▶

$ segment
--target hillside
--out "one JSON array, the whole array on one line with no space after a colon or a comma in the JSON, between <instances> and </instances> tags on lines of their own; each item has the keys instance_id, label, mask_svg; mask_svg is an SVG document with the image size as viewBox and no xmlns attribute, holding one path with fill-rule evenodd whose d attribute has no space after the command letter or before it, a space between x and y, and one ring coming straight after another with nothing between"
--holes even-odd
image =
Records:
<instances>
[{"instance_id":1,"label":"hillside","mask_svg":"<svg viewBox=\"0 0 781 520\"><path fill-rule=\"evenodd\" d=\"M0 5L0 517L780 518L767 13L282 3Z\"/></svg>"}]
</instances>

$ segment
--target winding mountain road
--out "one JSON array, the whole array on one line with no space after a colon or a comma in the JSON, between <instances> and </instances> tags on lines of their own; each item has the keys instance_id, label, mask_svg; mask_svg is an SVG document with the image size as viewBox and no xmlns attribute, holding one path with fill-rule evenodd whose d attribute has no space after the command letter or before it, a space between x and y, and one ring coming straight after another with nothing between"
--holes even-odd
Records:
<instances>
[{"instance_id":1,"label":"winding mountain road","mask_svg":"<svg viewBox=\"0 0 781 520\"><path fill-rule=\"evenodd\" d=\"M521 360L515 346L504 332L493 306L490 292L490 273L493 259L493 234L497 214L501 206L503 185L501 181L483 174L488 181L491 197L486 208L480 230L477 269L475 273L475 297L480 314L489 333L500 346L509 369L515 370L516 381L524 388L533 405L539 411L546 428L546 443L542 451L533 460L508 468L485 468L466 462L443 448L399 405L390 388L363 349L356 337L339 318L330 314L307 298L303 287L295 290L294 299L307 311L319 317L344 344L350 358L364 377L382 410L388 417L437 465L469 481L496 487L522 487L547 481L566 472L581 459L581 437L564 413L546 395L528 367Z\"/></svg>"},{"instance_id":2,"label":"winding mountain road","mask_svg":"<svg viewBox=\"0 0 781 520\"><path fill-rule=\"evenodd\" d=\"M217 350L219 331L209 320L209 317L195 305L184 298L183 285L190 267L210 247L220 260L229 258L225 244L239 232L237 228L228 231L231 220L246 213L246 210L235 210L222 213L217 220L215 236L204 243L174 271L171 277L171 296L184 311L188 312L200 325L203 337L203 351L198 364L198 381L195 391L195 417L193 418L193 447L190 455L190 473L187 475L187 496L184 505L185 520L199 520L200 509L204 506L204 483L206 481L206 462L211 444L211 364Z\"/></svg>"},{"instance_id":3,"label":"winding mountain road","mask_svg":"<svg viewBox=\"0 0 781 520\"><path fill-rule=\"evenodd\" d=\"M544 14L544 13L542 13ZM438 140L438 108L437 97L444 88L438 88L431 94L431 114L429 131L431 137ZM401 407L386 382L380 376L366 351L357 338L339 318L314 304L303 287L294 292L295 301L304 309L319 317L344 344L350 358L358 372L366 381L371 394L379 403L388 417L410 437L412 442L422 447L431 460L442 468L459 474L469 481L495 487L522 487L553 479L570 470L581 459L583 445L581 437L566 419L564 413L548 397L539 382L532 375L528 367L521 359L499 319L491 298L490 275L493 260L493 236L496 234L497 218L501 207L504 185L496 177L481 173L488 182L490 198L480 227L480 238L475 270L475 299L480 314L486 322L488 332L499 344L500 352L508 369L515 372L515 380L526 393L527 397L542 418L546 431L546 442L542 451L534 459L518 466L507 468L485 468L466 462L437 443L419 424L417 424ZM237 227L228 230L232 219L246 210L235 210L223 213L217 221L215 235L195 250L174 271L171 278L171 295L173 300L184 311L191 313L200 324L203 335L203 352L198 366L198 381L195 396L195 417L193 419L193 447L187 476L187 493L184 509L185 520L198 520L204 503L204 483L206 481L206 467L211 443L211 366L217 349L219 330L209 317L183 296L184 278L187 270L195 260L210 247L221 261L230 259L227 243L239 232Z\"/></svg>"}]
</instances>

◀

*TASK TO CARRY OUT*:
Return all of the data word for word.

*ANSWER FOR THE TASK*:
$ segment
--target hillside
--out "one JSON array, the whole array on one line with no space after a colon or a comma in the JSON, between <instances> and </instances> tags on lines of their own; each item has the keys instance_id, label, mask_svg; mask_svg is an SVG document with the image size as viewBox and no xmlns attribute, holding one path with fill-rule evenodd whose d attribute has no space after the command letter or before it, a space between x and y, and one ring coming straight after another with nothing between"
--holes even-odd
image =
Records:
<instances>
[{"instance_id":1,"label":"hillside","mask_svg":"<svg viewBox=\"0 0 781 520\"><path fill-rule=\"evenodd\" d=\"M0 5L0 517L780 518L767 13L282 3Z\"/></svg>"}]
</instances>

$ segment
--target winding mountain road
--out "one JSON array, the whole array on one line with no space after a colon or a comma in the JSON, between <instances> and </instances> tags on lines of their own; each item has the keys instance_id, label, mask_svg; mask_svg is an SVG document with the image size as viewBox and no xmlns attribute, holding one path with fill-rule evenodd whose d attribute has no space after the command letter or before it, a space between x and y, and one ring coming straight after another with nothing between"
--holes even-odd
Records:
<instances>
[{"instance_id":1,"label":"winding mountain road","mask_svg":"<svg viewBox=\"0 0 781 520\"><path fill-rule=\"evenodd\" d=\"M521 360L515 346L504 332L493 306L490 292L490 273L493 259L493 234L497 214L501 206L503 185L501 181L483 174L488 181L491 197L486 208L480 230L477 269L475 273L475 297L480 314L489 333L500 346L509 369L515 370L516 381L524 388L533 405L539 411L546 428L546 443L542 451L533 460L508 468L485 468L466 462L443 448L399 405L390 388L363 349L356 337L339 318L330 314L307 298L303 287L295 290L294 299L307 311L319 317L344 344L350 358L364 377L382 410L388 417L437 465L469 481L496 487L522 487L547 481L566 472L581 459L581 437L564 413L546 395L528 367Z\"/></svg>"},{"instance_id":2,"label":"winding mountain road","mask_svg":"<svg viewBox=\"0 0 781 520\"><path fill-rule=\"evenodd\" d=\"M217 350L219 331L209 320L209 317L195 305L184 298L183 285L190 267L210 247L220 260L229 258L225 244L239 232L237 228L228 231L231 220L246 213L246 210L235 210L222 213L217 220L215 236L204 243L174 271L171 277L171 296L184 311L188 312L200 325L203 337L203 351L198 364L198 381L195 391L195 417L193 418L193 447L190 455L190 473L187 475L187 496L184 505L185 520L199 520L200 509L204 506L204 483L206 481L206 462L211 444L211 364Z\"/></svg>"},{"instance_id":3,"label":"winding mountain road","mask_svg":"<svg viewBox=\"0 0 781 520\"><path fill-rule=\"evenodd\" d=\"M544 14L544 13L542 13ZM438 140L438 108L437 97L444 88L438 88L431 94L431 114L429 131L431 137ZM401 407L386 382L380 376L366 351L357 338L339 318L314 304L303 287L294 292L295 301L304 309L319 317L344 344L350 358L358 372L366 381L371 394L379 403L388 417L410 437L412 442L422 447L431 460L442 468L459 474L469 481L495 487L522 487L553 479L570 470L581 459L583 445L581 437L566 419L564 413L548 397L539 382L532 375L528 367L521 359L499 319L491 298L490 275L493 260L493 236L496 234L497 218L501 207L504 185L496 177L481 173L488 182L490 198L480 227L480 238L475 270L475 299L480 314L486 322L488 332L499 344L500 352L508 369L515 372L515 380L526 393L527 397L542 418L546 431L546 442L542 451L534 459L518 466L507 468L485 468L466 462L437 443L419 424L417 424ZM237 227L228 230L232 219L246 210L235 210L223 213L217 221L215 235L195 250L174 271L171 278L171 295L173 300L184 311L191 313L200 324L203 335L203 352L198 366L198 381L195 396L195 417L193 419L193 447L187 476L187 493L184 509L185 520L198 520L204 503L204 483L206 481L206 467L211 443L211 366L217 349L219 330L209 317L183 296L184 278L187 270L195 260L210 247L221 261L230 259L227 243L239 232Z\"/></svg>"}]
</instances>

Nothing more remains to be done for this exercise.